Entries from a point labeling set:
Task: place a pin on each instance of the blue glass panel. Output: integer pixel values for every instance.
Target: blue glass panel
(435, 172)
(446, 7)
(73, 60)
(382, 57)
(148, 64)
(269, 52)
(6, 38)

_Problem requirements_. Turn every line of the entries above into a Markdown table with two columns, Row and Line, numbering the rows in order and leaving out any blank lines.

_Response_.
| Row | Line |
|---|---|
| 1 | Task: place a pin on each instance of the blue glass panel. Output: integer pixel values for every instance. |
| 2 | Target: blue glass panel |
| 3 | (435, 172) |
| 4 | (446, 7) |
| 5 | (73, 60) |
| 6 | (382, 57) |
| 7 | (148, 64) |
| 8 | (269, 52) |
| 9 | (6, 38) |